Description of the task: Once the line with "Where can you see the blurred" is found in the data, output it and each following line exactly, up to and including the line with "Write each point like <point>425,413</point>.", and nothing before or after.

Items listed in a dataset
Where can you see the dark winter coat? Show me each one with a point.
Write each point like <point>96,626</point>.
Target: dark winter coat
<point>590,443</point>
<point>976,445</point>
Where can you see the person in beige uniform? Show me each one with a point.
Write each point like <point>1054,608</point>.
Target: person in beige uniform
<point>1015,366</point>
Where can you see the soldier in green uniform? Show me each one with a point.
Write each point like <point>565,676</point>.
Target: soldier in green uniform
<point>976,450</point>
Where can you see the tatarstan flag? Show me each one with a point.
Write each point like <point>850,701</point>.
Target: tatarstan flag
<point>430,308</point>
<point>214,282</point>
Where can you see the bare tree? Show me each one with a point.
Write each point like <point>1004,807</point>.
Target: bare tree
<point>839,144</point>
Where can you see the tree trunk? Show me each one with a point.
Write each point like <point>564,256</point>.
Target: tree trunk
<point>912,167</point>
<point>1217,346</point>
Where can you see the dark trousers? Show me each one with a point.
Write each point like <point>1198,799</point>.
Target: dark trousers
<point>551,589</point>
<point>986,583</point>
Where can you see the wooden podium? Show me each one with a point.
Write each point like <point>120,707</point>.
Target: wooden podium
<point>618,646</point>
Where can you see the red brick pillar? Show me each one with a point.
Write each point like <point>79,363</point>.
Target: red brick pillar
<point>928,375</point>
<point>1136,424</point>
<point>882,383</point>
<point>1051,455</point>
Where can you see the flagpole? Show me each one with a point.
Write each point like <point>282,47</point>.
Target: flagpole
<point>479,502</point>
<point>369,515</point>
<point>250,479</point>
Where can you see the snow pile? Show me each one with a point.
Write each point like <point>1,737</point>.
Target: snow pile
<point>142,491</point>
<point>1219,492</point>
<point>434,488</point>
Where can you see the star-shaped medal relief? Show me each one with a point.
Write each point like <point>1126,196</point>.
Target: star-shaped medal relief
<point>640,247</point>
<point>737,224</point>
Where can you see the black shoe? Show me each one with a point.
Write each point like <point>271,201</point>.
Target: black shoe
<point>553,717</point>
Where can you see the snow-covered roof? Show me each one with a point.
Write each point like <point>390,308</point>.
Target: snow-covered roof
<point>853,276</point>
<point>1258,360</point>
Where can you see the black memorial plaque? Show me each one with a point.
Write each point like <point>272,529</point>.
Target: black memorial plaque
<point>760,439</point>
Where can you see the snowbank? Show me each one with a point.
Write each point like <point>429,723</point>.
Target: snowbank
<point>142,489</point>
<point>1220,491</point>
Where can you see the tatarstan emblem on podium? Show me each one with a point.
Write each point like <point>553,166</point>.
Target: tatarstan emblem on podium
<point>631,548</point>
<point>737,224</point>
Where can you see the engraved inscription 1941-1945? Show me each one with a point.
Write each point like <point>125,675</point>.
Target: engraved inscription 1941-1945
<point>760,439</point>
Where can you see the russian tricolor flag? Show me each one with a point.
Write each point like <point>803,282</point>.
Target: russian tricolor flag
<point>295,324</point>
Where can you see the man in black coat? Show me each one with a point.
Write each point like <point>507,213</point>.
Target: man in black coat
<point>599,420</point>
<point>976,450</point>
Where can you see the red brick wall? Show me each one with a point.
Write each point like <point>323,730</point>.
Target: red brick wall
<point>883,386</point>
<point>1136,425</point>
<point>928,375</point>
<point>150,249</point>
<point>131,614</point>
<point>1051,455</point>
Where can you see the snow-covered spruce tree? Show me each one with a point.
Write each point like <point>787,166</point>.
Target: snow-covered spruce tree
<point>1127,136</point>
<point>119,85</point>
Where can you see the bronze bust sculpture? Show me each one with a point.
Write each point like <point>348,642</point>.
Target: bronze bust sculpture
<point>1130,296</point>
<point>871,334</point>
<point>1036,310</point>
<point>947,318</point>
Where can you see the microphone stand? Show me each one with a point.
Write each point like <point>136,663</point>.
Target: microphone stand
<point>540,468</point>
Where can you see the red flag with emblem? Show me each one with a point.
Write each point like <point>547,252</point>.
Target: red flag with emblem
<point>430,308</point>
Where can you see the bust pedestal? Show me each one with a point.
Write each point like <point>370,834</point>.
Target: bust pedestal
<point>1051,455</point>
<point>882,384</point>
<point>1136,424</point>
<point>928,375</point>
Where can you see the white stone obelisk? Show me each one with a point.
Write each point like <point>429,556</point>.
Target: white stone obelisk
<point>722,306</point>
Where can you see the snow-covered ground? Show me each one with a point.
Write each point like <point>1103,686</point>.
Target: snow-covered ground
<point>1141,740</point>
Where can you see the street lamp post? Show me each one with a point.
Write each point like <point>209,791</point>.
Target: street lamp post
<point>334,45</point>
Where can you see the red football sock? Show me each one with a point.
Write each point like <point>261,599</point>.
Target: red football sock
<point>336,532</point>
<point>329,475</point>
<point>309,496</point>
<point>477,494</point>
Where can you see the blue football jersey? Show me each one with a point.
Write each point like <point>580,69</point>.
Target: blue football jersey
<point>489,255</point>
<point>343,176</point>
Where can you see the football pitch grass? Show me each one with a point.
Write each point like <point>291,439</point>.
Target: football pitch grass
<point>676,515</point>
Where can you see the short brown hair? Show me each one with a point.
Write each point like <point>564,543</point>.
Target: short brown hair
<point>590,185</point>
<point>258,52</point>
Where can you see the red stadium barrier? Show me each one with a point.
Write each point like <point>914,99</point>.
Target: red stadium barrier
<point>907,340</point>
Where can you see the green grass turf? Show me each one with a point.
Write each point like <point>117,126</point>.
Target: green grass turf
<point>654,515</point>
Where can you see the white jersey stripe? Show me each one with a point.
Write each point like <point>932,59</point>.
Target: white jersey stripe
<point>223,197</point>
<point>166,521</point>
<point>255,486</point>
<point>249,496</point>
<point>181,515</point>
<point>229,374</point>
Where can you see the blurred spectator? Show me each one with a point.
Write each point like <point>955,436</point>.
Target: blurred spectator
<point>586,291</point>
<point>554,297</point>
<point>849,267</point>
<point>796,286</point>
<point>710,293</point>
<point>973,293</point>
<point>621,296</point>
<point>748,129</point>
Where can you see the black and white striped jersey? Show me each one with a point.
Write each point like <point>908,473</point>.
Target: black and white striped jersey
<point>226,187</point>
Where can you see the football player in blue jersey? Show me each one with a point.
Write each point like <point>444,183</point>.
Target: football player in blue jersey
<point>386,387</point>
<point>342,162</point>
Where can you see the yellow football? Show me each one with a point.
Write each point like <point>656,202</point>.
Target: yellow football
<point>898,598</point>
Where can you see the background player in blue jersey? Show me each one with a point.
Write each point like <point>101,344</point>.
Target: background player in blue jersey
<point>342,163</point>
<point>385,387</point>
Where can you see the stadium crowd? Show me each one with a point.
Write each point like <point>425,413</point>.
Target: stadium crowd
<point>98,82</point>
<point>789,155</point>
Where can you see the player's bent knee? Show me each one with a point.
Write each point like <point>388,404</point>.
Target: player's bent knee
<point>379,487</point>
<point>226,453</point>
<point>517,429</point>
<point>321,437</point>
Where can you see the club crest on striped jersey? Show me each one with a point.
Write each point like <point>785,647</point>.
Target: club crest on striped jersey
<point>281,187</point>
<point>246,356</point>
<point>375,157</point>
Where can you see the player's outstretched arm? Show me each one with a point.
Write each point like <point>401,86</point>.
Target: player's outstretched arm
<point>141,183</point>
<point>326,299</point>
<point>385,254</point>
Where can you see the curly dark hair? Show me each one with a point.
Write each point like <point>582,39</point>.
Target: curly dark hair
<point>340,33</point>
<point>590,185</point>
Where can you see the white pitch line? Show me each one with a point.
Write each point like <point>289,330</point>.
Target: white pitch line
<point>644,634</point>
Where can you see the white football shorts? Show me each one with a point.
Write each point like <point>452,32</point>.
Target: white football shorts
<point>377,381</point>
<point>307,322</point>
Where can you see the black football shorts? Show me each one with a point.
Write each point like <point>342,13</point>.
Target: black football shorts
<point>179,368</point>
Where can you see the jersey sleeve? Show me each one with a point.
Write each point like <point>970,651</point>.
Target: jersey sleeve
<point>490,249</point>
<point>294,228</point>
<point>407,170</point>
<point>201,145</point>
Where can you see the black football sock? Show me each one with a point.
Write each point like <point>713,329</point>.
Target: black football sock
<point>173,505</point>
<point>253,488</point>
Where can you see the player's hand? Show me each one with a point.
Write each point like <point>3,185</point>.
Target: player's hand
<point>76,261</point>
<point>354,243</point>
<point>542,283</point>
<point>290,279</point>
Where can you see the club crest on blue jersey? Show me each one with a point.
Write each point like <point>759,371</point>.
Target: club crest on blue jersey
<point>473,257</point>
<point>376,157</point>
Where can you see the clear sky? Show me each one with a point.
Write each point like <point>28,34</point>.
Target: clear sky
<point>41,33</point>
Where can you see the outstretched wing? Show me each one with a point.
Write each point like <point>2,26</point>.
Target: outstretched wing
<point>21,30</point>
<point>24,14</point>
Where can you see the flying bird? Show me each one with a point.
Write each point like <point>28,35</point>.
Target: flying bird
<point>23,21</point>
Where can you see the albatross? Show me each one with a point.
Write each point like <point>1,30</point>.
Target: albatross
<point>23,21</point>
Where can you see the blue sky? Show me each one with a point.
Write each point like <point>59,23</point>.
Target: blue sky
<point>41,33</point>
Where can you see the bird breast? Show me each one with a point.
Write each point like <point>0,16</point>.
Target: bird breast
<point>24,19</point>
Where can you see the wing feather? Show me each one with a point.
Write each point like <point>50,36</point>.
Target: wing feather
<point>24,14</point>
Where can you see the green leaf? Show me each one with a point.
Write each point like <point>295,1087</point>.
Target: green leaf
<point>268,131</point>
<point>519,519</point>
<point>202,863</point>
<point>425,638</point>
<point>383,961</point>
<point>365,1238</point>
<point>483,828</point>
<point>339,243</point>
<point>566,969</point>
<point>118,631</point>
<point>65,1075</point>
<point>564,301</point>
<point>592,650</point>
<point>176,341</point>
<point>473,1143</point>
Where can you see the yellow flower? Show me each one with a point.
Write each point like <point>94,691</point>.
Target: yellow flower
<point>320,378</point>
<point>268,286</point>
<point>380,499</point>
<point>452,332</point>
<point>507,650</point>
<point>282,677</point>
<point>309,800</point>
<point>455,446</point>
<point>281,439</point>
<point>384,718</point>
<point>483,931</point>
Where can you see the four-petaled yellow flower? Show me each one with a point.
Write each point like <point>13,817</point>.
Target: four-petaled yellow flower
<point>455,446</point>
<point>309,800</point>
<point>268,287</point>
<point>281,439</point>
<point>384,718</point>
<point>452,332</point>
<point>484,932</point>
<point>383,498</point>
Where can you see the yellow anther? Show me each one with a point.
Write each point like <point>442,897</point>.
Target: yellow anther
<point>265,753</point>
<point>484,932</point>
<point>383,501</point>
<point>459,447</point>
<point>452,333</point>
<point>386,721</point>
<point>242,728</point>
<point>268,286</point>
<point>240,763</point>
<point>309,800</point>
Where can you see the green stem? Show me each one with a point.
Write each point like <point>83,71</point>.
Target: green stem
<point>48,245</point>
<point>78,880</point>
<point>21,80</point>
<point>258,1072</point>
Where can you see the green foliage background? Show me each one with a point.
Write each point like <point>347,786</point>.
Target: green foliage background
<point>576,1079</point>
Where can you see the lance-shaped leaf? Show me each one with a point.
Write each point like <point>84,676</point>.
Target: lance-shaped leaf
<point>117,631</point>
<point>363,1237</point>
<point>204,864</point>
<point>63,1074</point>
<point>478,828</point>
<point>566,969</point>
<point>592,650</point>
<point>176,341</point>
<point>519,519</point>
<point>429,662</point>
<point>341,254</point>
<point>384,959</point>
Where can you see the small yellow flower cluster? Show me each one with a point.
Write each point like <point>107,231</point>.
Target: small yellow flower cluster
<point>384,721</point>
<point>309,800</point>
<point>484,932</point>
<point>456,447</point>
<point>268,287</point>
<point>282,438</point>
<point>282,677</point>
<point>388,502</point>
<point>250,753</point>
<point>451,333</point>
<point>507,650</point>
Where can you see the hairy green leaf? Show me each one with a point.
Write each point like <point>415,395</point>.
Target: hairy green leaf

Response to this exercise:
Where can you see the blurred spectator? Show me each one with a point.
Write each point like <point>955,436</point>.
Target: blurred spectator
<point>586,291</point>
<point>554,297</point>
<point>849,267</point>
<point>796,286</point>
<point>710,293</point>
<point>973,293</point>
<point>621,296</point>
<point>748,129</point>
Where can you see the black and white striped jersey? Show me each one with a point.
Write each point like <point>908,473</point>.
Target: black and white striped jersey
<point>226,187</point>
Where can you see the football player in blue jersey? Show me each one with a point.
Write each point like <point>444,183</point>.
Target: football player in blue jersey
<point>386,387</point>
<point>342,162</point>
Where can you see the yellow football? Show me each one with a point.
Write each point like <point>656,202</point>.
Target: yellow football
<point>898,598</point>
Where can you see the background player in blue jersey? Show me each one with a point.
Write each point like <point>101,344</point>.
Target: background player in blue jersey
<point>342,163</point>
<point>385,387</point>
Where can you see the stadium crowd? Show me each one with a point.
Write each point like <point>425,413</point>.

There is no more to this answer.